[START OF SOURCE DATA]
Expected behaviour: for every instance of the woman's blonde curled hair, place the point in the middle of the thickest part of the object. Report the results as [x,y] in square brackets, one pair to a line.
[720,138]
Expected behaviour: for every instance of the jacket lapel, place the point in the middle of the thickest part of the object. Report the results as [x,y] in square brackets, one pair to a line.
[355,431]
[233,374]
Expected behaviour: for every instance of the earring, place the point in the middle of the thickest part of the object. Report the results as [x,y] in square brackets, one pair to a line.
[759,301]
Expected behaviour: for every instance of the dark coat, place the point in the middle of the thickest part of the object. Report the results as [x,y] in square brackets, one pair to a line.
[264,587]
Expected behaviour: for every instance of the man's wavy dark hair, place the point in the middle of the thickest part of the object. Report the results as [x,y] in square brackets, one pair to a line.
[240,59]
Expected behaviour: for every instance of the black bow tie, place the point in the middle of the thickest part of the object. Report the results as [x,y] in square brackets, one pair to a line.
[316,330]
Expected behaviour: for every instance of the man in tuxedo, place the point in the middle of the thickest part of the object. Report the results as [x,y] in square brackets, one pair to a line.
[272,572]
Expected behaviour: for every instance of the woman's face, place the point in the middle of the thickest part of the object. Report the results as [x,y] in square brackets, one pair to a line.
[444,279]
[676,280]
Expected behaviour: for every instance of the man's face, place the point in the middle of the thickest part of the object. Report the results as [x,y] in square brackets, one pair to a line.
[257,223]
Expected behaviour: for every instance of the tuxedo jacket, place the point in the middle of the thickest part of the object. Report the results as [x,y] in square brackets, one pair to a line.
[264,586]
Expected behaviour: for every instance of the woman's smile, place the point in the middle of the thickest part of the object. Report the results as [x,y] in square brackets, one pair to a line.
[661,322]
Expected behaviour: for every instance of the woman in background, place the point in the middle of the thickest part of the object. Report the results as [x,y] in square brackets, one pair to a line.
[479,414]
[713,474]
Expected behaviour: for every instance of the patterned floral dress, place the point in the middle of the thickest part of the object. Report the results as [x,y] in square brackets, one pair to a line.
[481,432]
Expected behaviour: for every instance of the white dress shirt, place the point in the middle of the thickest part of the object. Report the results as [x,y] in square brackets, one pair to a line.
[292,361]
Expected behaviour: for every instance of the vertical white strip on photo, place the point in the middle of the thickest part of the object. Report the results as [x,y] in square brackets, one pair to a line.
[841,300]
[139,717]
[END OF SOURCE DATA]
**PROBLEM TO WORK ON**
Reword each of the records above by replacing "thickest part" with "widest part". Leave everything else unchanged.

**REPLY TO THE TASK**
Expected behaviour: for every instance of the woman's blonde curled hair, place the point in the middle of the widest part of the object. Report the results as [x,y] in square brackets, one pair to a line.
[720,138]
Expected behaviour: for every instance of the jacket lapel, place the point in the middle of the widest part of the object. Report the results as [x,y] in square brackets, one pair to a line.
[355,431]
[233,374]
Expected behaviour: for every instance of the earring, place the point in the middle of the widest part of the object. Report the results as [x,y] in square brackets, one pair to a line.
[759,301]
Expected behaviour: for every instance of the dark coat, place the point in the middle of the widest part of the object. Report the results as [x,y] in square brackets, one pair to a line.
[264,587]
Expected behaviour: for every instance of the man's wavy dark hair, place the point in the middle of the widest part of the object. Report the results as [x,y] in square brackets, one pair to a line.
[240,59]
Expected behaviour: for every instance of the black bow tie, place the point in the middle of the widest part of the object. Report the results as [x,y] in square brackets, one pair to a line.
[316,330]
Expected behaviour: for every instance of the man in tuxedo, place the point in the middle of the widest part of the object. Report the results as [x,y] in square brackets, one pair to a line.
[272,572]
Expected behaviour: for every instance of the woman's face, place the point in the middle of the widest part of the object. Report the results as [x,y] in square brackets, one pair to a line.
[444,279]
[676,280]
Expected behaviour: for every instance of the man's face, place the point in the middle of the widest part of the object. Report the results as [x,y] in square brackets, one pair to a line.
[257,223]
Expected behaviour: for every instance of the tuxedo jacket, place the point in the middle of the widest part of the object. Report the results as [x,y] in square brackets, one pair to a line.
[264,586]
Expected behaviour: for every instance of the woman's smile, place the point in the middle of the widest part of the object. Report the results as [x,y] in square brackets, one pair to a line.
[661,322]
Expected behaviour: for every instance of the woman in background, place the point in the middle of the widest part of the object. Report the results as [x,y] in square brackets, one pair to a line.
[479,414]
[713,474]
Expected behaviour: for every instance of the patterned floral dress, place the point in the middle of the widest part of the object. Report the results as [x,y] in square brackets, one pair to a line.
[481,432]
Expected behaviour: for every instance of the white dress shirt, place the point in the middle of the widest part of the object. Report the results as [x,y] in square brackets, one pair to a line.
[292,361]
Expected behaviour: for every instance of the vertical white strip on photo, place the point in the middle of the widest part of the object. Report the results as [x,y] in square brackets, one pair to a line.
[841,300]
[139,717]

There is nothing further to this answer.